■ DOCUMENT SEGMENT
• • •
# Tell me about ND journeyman's test.



## The Dane (Feb 19, 2015)

I just sent in an application to take the journeyman's test in North Dakota. No one I know have taken the test in a long time so I wonder if anyone here might be able to tell me a bit about what to expect? I can only find little saying part is in closed book and part is open and there will be a sizing test. Does anyone know what kind of drawing/sizing to expect and if the test is very difficult or not?

Sent from my R1 HD using Tapatalk


----------



## Fatpat (Nov 1, 2015)

Congratulations on taking your test!

I am from California, so I can only guess.
But in CA there in no state recognized Journey License, just by county. I carry 4 different Journeyman licenses and a plumbing contractor license.


The sizing portion will be open book, with gas, waste and water system drawlings.

The closed book portion will be multiple choice.
Usually two dump choices, they will flip verbiage around to mess with your head. Example: 
"Sanitary Building Sewer" 

Skip the tough questions and move on to the easy ones.

The first question on my first journeyman test was something like:
: "A 160' Run of Sched 40 PVC, will have "blank" amount of linear expansion "

I thought, oh **** haha
It got easier from there


----------



## 5onthefloor (Sep 13, 2017)

Man I wish I could help you. Here in TX there is a license between apprentice and Journeyman called Tradesman license. Allows licenseholder to run crews on single and two family dwellings only, must be supervised on commercial. 
I took the tradesman without any prep and passed with an overall score of 80. Took a prep course that was paid by my company for journeyman exam and passed with 99.
The journeyman and tradesman exam are same except journeyman has 5 more questions on written part.
Test consisted of multiple choice, shop section, water heater section, and the doll house.
• • •
■ Pointing data excerpts

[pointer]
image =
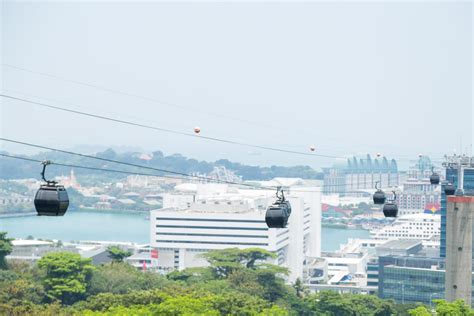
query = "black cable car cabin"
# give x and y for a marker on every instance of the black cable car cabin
(449, 189)
(277, 214)
(434, 178)
(51, 199)
(390, 209)
(379, 195)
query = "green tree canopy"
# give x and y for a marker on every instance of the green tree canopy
(118, 254)
(5, 249)
(66, 276)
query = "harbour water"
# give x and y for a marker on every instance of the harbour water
(121, 226)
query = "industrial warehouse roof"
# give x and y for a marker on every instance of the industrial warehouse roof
(365, 164)
(401, 244)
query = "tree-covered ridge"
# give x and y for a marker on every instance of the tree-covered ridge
(237, 282)
(17, 169)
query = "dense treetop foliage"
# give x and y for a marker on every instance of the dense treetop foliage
(17, 169)
(237, 282)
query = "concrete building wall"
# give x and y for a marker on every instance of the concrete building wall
(459, 248)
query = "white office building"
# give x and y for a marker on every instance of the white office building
(218, 217)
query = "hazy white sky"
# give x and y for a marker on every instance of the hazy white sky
(347, 77)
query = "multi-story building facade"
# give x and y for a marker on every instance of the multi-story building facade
(236, 218)
(356, 174)
(452, 176)
(408, 279)
(418, 195)
(413, 226)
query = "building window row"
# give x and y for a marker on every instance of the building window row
(213, 242)
(212, 235)
(209, 220)
(211, 227)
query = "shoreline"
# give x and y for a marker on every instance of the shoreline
(82, 210)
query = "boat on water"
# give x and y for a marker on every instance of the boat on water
(413, 226)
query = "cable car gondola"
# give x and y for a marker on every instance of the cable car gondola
(390, 209)
(379, 195)
(278, 213)
(449, 189)
(434, 178)
(51, 199)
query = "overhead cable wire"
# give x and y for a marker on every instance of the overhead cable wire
(164, 176)
(149, 99)
(138, 96)
(161, 129)
(114, 161)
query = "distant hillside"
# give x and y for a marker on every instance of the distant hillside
(17, 169)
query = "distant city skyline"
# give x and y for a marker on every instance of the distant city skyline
(347, 78)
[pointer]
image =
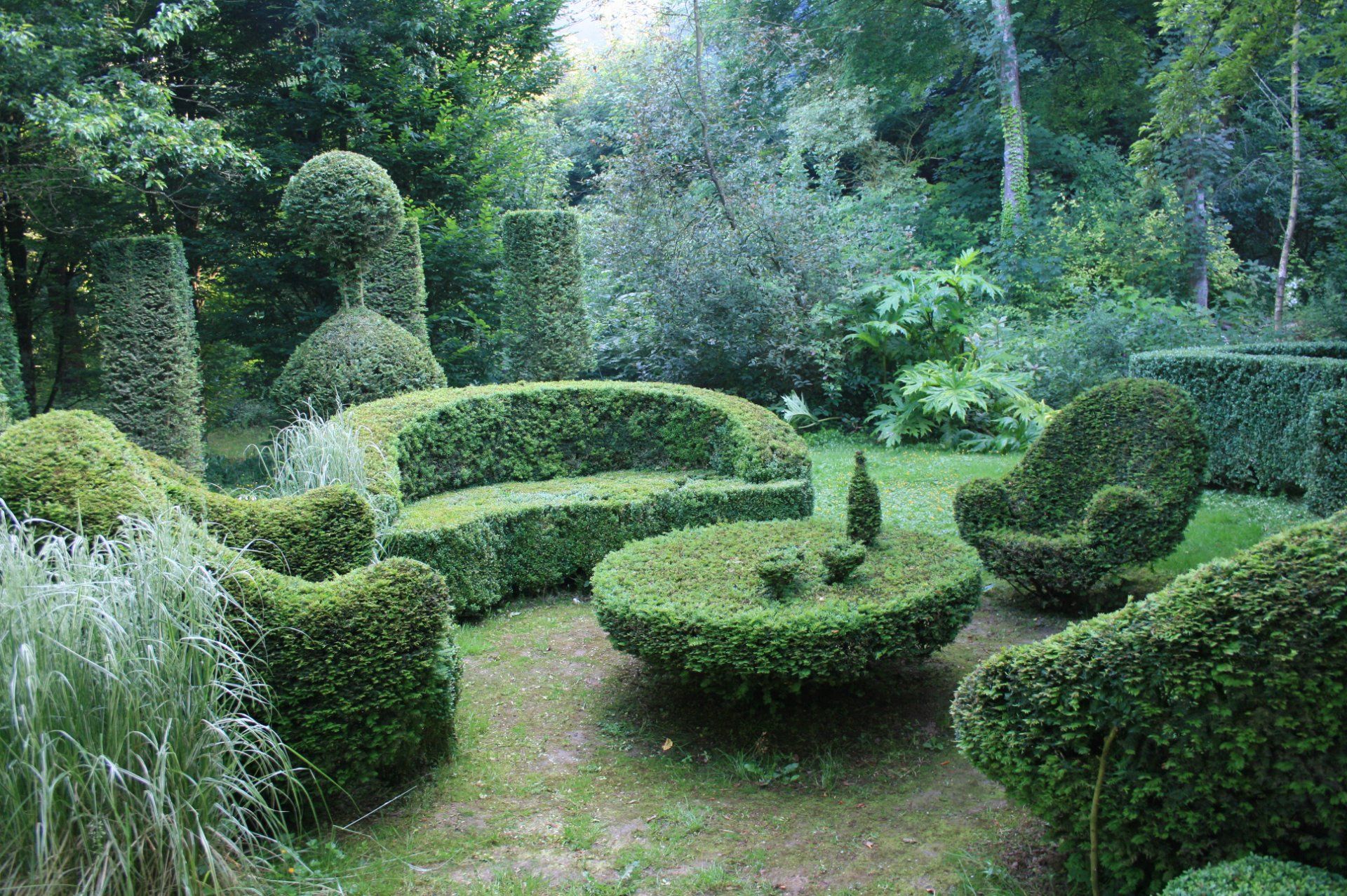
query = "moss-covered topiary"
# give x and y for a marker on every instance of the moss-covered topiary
(77, 471)
(361, 667)
(864, 515)
(1111, 481)
(14, 402)
(692, 603)
(544, 329)
(1327, 464)
(396, 283)
(356, 356)
(147, 332)
(347, 208)
(1257, 876)
(1254, 405)
(1228, 692)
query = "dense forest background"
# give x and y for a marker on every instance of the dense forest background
(758, 180)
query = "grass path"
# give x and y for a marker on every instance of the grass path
(579, 773)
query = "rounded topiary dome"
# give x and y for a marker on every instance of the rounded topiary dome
(344, 205)
(761, 608)
(356, 356)
(76, 469)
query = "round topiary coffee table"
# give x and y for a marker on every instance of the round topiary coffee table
(767, 608)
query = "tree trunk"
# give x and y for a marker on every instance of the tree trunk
(1280, 302)
(1014, 168)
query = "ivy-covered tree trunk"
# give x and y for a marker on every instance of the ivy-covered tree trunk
(1014, 168)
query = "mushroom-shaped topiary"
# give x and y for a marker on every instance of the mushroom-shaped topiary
(347, 208)
(356, 356)
(862, 504)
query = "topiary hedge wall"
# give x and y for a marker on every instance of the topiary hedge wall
(1327, 473)
(1259, 876)
(14, 402)
(356, 356)
(546, 335)
(1254, 403)
(396, 283)
(147, 332)
(1228, 695)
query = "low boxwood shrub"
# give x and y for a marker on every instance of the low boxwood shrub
(1224, 698)
(692, 604)
(1257, 876)
(361, 666)
(1111, 481)
(489, 542)
(147, 332)
(1254, 403)
(356, 356)
(544, 330)
(1327, 465)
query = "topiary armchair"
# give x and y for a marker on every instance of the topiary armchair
(1111, 481)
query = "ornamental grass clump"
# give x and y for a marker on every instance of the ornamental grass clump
(131, 763)
(862, 504)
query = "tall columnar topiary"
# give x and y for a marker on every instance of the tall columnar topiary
(14, 405)
(347, 208)
(546, 332)
(862, 504)
(396, 282)
(147, 329)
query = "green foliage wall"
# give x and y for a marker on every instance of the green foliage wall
(147, 332)
(544, 328)
(396, 282)
(1257, 876)
(1327, 473)
(1254, 403)
(1228, 692)
(14, 406)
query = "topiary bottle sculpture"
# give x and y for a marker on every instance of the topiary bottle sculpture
(546, 332)
(147, 329)
(348, 209)
(862, 504)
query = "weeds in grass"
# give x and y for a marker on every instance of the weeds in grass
(131, 763)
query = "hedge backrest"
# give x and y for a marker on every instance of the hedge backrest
(1254, 403)
(442, 439)
(1129, 432)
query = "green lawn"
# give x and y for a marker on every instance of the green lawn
(579, 773)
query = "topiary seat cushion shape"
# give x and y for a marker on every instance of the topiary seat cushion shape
(360, 663)
(1225, 697)
(1111, 481)
(752, 609)
(527, 486)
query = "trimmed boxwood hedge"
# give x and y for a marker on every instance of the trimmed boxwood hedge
(1228, 692)
(692, 604)
(356, 356)
(147, 332)
(1327, 473)
(1111, 481)
(740, 462)
(492, 541)
(1259, 876)
(544, 330)
(361, 667)
(1254, 403)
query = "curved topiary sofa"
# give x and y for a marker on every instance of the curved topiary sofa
(1224, 700)
(360, 662)
(1254, 402)
(528, 486)
(1111, 481)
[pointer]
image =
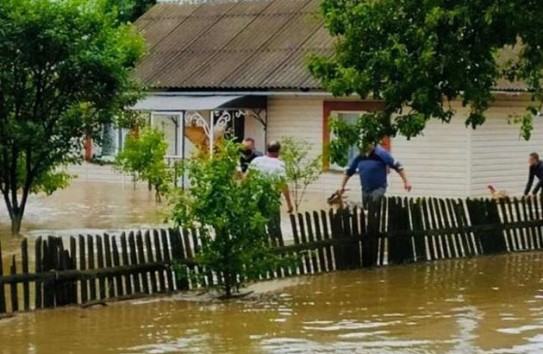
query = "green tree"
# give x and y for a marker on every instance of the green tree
(232, 215)
(417, 56)
(301, 168)
(65, 68)
(143, 157)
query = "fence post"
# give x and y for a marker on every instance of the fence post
(370, 247)
(399, 245)
(2, 296)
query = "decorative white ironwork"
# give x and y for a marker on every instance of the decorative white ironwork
(196, 119)
(222, 121)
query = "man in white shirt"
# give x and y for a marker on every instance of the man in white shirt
(270, 165)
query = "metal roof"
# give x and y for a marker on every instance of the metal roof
(257, 45)
(249, 45)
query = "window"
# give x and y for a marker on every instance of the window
(349, 110)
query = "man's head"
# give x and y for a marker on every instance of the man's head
(533, 159)
(248, 146)
(273, 148)
(368, 148)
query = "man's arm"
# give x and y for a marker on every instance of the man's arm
(406, 184)
(351, 170)
(395, 165)
(530, 182)
(286, 194)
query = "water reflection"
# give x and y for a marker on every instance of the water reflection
(480, 305)
(86, 207)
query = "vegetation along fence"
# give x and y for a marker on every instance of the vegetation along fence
(90, 269)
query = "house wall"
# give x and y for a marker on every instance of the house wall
(499, 155)
(437, 163)
(447, 160)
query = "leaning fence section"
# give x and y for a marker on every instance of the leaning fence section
(89, 269)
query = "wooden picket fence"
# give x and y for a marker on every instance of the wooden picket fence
(90, 269)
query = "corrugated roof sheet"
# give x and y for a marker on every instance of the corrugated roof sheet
(232, 45)
(243, 45)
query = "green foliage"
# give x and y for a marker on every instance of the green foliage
(417, 56)
(143, 157)
(231, 215)
(302, 170)
(130, 10)
(65, 69)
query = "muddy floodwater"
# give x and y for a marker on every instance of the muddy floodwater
(478, 305)
(482, 305)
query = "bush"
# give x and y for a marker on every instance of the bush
(301, 169)
(232, 216)
(143, 157)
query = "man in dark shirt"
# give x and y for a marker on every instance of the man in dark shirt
(536, 170)
(248, 154)
(372, 168)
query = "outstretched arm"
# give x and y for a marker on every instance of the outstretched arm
(344, 181)
(406, 184)
(530, 182)
(351, 170)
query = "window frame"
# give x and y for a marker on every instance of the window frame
(330, 107)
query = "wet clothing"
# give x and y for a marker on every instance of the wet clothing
(373, 172)
(245, 159)
(270, 166)
(535, 171)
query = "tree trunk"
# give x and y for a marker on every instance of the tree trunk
(16, 222)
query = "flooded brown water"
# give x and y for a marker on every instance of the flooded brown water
(481, 305)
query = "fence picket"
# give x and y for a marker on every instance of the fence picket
(2, 294)
(14, 294)
(395, 231)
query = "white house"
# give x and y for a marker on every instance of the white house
(244, 64)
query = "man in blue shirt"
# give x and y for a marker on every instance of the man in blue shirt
(536, 170)
(372, 168)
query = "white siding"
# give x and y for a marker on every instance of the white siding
(500, 155)
(302, 118)
(436, 163)
(447, 160)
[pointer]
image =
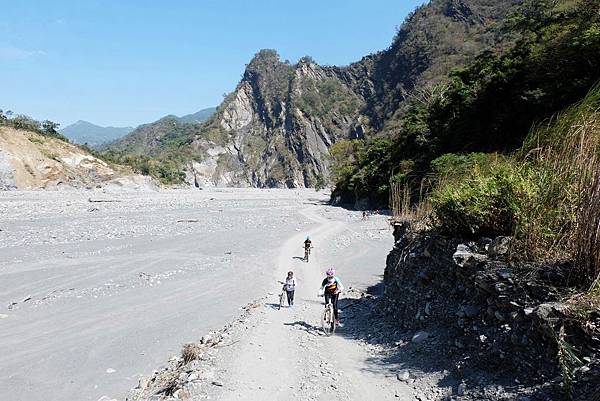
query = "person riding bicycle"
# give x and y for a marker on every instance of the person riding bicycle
(289, 287)
(331, 286)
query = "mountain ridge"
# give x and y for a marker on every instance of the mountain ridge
(275, 129)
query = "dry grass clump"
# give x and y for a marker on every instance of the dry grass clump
(190, 352)
(562, 219)
(402, 207)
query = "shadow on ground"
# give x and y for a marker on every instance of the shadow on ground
(309, 328)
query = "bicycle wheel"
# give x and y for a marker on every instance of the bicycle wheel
(332, 324)
(327, 321)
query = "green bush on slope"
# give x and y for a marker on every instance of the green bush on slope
(547, 195)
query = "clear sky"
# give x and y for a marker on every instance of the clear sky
(129, 62)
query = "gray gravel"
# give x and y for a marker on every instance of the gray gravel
(94, 294)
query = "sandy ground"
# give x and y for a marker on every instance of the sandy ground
(95, 294)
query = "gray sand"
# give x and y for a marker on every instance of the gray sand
(116, 288)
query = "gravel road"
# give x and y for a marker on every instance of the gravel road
(97, 289)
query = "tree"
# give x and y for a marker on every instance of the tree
(50, 127)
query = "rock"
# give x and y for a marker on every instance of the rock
(181, 394)
(403, 375)
(505, 273)
(471, 311)
(143, 383)
(465, 258)
(500, 246)
(420, 336)
(461, 389)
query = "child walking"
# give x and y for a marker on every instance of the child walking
(289, 287)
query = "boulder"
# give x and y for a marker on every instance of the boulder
(464, 257)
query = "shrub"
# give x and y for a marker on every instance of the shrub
(488, 201)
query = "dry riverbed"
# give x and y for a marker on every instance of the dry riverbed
(99, 289)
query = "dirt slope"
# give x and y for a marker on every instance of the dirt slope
(32, 161)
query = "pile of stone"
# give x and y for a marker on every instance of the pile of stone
(488, 315)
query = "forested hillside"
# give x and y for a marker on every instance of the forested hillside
(276, 128)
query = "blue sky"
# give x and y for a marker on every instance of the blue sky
(130, 62)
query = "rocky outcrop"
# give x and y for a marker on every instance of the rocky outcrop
(277, 126)
(29, 160)
(275, 129)
(488, 314)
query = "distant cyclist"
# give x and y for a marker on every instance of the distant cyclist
(290, 287)
(307, 247)
(331, 286)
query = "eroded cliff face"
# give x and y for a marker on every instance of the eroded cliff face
(276, 128)
(29, 160)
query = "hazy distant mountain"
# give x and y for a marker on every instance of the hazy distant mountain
(168, 130)
(94, 135)
(198, 117)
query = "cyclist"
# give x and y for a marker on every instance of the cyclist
(307, 246)
(331, 286)
(289, 287)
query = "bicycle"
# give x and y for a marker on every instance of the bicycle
(307, 253)
(282, 295)
(328, 318)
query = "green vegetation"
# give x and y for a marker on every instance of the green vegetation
(46, 127)
(489, 105)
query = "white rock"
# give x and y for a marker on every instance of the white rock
(420, 336)
(403, 375)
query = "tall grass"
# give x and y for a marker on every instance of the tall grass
• • •
■ STATED GOAL 1
Transcribe the stretch of the journeyman's test thread from "## The Dane" through "taking your test!".
■ STATED GOAL 2
Write the next part of the journeyman's test thread, continuing from where it stops.

■ EXPECTED OUTPUT 1
## The Dane (Feb 19, 2015)

I just sent in an application to take the journeyman's test in North Dakota. No one I know have taken the test in a long time so I wonder if anyone here might be able to tell me a bit about what to expect? I can only find little saying part is in closed book and part is open and there will be a sizing test. Does anyone know what kind of drawing/sizing to expect and if the test is very difficult or not?

Sent from my R1 HD using Tapatalk


----------



## Fatpat (Nov 1, 2015)

Congratulations on taking your test!

■ EXPECTED OUTPUT 2
Master exam is all written, no hands on. There is gas, water, dwv and vent sizing. You also have to design a 3 story dwv system. 
Taking tests can make people nervous. As Fatpat mentioned, answer the questions you are sure of first then go back to the ones you skip

Sent from my SM-G930V using Tapatalk


----------



## 5onthefloor (Sep 13, 2017)

The Dane said:


> I just sent in an application to take the journeyman's test in North Dakota. No one I know have taken the test in a long time so I wonder if anyone here might be able to tell me a bit about what to expect? I can only find little saying part is in closed book and part is open and there will be a sizing test. Does anyone know what kind of drawing/sizing to expect and if the test is very difficult or not?
> 
> Sent from my R1 HD using Tapatalk


And it looks like you have bring some of your own materials....
https://ndplumbingboard.com/exams/general-information

Sent from my SM-G930V using Tapatalk


----------



## The Dane (Feb 19, 2015)

5onthefloor said:


> And it looks like you have bring some of your own materials....
> https://ndplumbingboard.com/exams/general-information
> 
> Sent from my SM-G930V using Tapatalk


Thanks I appreciate your help. I had already done my research and seen that info already. I was hoping someone could tell me more about what parts to study extra for. For example what kind of building would be used for sizing test. 

Sent from my R1 HD using Tapatalk


----------



## 5onthefloor (Sep 13, 2017)

The Dane said:


> Thanks I appreciate your help. I had already done my research and seen that info already. I was hoping someone could tell me more about what parts to study extra for. For example what kind of building would be used for sizing test.
> 
> Sent from my R1 HD using Tapatalk


No worries I just thought that was interesting that you have to bring some of your own supplies. Do they offer prep courses in your area. Sounds like there's a long wait time if you fail and have to allow time to retake. 
That's why I took a prep course for my master. I wanted to pass first attempt with no retake since the exams are getting harder 

Sent from my SM-G930V using Tapatalk


----------



## The Dane (Feb 19, 2015)

5onthefloor said:


> No worries I just thought that was interesting that you have to bring some of your own supplies. Do they offer prep courses in your area. Sounds like there's a long wait time if you fail and have to allow time to retake.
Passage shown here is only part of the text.